Dataset entries
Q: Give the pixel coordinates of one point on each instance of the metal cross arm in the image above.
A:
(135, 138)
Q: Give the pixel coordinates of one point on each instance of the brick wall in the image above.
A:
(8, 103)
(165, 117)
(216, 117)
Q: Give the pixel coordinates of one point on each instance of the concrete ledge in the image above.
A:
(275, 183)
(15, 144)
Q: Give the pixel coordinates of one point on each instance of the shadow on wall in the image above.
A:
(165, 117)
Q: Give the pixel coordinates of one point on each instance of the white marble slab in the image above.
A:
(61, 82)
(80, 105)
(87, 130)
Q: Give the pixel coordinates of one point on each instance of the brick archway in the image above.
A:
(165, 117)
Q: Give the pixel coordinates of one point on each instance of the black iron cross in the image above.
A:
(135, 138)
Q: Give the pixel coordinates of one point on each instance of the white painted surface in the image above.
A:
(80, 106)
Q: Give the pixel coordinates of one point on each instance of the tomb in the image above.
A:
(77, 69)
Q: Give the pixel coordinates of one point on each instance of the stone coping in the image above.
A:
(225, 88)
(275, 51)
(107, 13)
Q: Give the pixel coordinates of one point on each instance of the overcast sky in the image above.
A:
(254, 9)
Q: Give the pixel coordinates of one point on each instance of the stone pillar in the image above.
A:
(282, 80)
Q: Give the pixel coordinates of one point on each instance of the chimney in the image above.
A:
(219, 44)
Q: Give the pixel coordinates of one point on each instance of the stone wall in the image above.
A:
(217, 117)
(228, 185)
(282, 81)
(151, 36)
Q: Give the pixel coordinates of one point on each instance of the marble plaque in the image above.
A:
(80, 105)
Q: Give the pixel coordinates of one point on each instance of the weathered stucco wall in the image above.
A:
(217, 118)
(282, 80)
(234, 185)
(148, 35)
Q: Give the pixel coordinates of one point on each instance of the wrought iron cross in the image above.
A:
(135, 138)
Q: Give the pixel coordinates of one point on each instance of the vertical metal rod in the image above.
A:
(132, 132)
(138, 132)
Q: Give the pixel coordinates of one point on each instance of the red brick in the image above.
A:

■ Exercise: Copy each line of the records containing the string "stone".

■ Expected answer:
Q: Give the pixel coordinates of one point on each instance of the stone coping in the image above.
Q: Give the pixel coordinates of one point on each instance of the stone pillar in the image above.
Q: Give the pixel coordinates of one point on each instance of the stone wall in the image above.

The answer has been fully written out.